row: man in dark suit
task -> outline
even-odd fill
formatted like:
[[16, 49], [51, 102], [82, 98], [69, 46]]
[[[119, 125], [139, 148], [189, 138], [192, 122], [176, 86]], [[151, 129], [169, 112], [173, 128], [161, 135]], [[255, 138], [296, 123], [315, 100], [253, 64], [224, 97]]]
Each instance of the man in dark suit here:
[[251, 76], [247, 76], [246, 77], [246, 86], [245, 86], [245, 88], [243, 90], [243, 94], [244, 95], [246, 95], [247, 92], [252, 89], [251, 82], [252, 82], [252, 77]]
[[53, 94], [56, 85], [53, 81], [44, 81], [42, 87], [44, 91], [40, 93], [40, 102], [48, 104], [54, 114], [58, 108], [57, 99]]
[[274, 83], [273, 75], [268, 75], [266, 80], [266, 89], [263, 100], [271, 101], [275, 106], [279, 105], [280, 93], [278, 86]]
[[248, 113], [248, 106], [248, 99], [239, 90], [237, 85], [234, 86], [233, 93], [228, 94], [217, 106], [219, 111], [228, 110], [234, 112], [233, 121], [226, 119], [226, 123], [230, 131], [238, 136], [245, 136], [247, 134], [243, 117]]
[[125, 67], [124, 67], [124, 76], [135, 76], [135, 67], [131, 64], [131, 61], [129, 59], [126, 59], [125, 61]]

=======

Copy every record exactly as presented.

row: man in dark suit
task -> outline
even-odd fill
formatted like:
[[16, 49], [51, 102], [82, 98], [69, 46]]
[[[119, 125], [139, 148], [189, 138], [192, 122], [176, 86]], [[151, 129], [169, 112], [173, 128], [161, 135]], [[255, 138], [296, 123], [315, 100], [253, 64], [224, 97]]]
Each instance of the man in dark suit here:
[[251, 76], [247, 76], [246, 77], [246, 86], [245, 86], [245, 88], [243, 90], [243, 94], [244, 95], [246, 95], [247, 92], [252, 89], [251, 82], [252, 82], [252, 77]]
[[53, 94], [56, 85], [53, 81], [44, 81], [42, 87], [44, 91], [40, 93], [40, 102], [48, 104], [54, 114], [58, 108], [57, 99]]
[[274, 83], [273, 75], [268, 75], [266, 80], [266, 89], [263, 100], [271, 101], [275, 106], [279, 105], [280, 93], [278, 86]]
[[248, 113], [248, 106], [248, 99], [239, 90], [237, 85], [234, 86], [233, 93], [228, 94], [217, 106], [219, 111], [228, 110], [234, 112], [233, 121], [226, 119], [226, 123], [230, 131], [238, 136], [245, 136], [247, 134], [243, 117]]
[[125, 67], [124, 67], [124, 76], [135, 76], [135, 67], [131, 64], [131, 61], [129, 59], [126, 59], [125, 61]]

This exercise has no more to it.